● PROBLEM DESCRIPTION
Within the data that follows, set down exactly the lines from the one containing "Query: grassy lawn" through the one containing "like [776, 65].", both ends included.

------------------------------------------------------------

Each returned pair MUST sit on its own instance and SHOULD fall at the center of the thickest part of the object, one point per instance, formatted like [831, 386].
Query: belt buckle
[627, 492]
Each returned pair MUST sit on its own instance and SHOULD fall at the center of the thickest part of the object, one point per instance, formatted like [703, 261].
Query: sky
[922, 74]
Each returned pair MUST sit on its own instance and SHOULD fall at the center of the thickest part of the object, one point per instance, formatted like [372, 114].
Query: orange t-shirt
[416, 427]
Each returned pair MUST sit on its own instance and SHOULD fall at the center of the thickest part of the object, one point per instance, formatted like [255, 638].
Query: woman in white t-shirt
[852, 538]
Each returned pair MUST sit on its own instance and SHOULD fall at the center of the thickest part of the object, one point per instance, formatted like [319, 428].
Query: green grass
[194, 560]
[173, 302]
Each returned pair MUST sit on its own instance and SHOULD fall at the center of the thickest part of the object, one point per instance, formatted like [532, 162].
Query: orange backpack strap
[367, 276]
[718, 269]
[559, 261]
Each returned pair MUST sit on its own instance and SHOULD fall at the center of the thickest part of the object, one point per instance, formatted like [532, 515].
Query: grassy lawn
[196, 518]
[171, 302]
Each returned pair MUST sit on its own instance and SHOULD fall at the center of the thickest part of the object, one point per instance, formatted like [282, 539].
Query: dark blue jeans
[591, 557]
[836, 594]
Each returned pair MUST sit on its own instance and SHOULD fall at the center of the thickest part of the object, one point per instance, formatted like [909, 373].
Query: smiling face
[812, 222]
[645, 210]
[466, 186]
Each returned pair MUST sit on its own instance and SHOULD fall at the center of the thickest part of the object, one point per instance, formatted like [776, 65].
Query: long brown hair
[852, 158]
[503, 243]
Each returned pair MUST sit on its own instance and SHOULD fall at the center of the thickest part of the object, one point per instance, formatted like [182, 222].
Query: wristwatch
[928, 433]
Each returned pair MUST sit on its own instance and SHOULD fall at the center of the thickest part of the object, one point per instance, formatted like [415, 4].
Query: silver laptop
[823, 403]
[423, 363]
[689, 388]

------------------------------------------------------------

● RESPONSE TO THE EXERCISE
Query: grassy lawn
[196, 518]
[171, 302]
Each returned pair MUST sit on its own instance and SHOULD fall at the center of the thickest part of the object, one point per instance, formatted like [282, 539].
Query: dark blue jeans
[591, 557]
[836, 594]
Each returned pair MUST sit on its own instance and SHOULD fall at the center of the thickest part of the object, one point per instance, formatted like [909, 373].
Query: smiling face
[812, 222]
[645, 210]
[466, 186]
Each returned pair MUST sit on its own instance and SHOULD fall at the center of the thickest part of the object, one point per instance, formatted like [776, 65].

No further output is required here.